[GIVEN EXERCISE]
Extract every line of the material below that contains the string "lamp", and copy each of those lines in full.

[Stored entries]
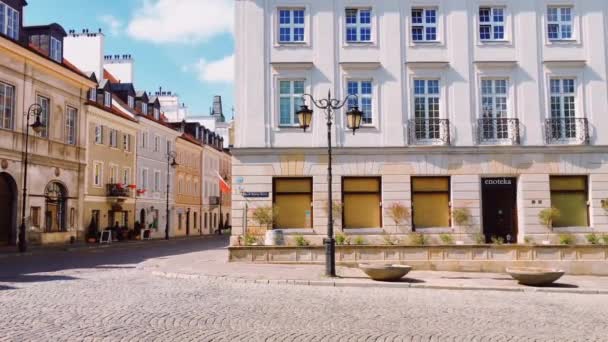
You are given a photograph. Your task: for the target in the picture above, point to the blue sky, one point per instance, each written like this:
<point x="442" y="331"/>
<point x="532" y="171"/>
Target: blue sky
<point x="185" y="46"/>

...

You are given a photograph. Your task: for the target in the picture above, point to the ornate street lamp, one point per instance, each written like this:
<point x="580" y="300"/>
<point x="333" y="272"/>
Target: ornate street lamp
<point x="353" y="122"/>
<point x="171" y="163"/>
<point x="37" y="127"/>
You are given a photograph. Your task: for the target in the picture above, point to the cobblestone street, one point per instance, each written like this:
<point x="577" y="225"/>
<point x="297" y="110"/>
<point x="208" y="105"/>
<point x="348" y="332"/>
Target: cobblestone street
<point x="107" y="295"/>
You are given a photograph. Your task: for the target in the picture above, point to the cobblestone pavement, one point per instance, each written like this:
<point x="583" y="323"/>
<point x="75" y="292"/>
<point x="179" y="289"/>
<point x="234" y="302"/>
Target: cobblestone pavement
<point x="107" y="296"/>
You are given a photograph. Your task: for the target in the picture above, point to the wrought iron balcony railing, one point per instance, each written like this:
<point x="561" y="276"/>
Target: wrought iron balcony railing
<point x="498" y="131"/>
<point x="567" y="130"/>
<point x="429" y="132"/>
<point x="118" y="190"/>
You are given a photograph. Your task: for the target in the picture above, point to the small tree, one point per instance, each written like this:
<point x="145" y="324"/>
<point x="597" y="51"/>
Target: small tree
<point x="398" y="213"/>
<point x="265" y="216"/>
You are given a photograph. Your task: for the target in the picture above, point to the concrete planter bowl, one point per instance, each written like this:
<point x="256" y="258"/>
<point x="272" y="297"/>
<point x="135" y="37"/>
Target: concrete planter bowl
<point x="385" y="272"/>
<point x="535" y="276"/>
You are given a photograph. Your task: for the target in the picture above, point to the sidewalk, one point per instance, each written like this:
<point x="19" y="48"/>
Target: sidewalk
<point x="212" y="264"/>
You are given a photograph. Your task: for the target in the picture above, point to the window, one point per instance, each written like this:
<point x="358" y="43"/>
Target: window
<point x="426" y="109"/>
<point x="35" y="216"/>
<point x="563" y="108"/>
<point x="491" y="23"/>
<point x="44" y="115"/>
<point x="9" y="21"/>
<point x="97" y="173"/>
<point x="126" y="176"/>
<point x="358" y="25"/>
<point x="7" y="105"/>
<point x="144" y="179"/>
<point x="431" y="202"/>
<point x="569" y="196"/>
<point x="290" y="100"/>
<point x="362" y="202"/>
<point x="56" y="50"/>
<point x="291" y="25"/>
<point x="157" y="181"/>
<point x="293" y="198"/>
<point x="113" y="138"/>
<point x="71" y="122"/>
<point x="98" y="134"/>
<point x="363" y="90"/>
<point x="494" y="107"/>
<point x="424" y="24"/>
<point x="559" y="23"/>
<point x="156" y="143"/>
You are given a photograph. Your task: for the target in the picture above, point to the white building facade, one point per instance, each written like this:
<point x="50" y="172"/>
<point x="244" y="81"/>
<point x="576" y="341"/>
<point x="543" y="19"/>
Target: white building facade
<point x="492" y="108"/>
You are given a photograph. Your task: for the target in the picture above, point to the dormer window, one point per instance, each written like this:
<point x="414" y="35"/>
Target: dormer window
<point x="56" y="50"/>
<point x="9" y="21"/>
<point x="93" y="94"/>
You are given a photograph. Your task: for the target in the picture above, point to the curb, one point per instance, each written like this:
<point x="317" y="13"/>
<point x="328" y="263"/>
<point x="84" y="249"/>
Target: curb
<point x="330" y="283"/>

[WRITTEN ANSWER]
You are given a photograph. Your task: for the target in the picture above, point to the ornate street lamp, one point per instance, each written like this:
Target: ornate street lamp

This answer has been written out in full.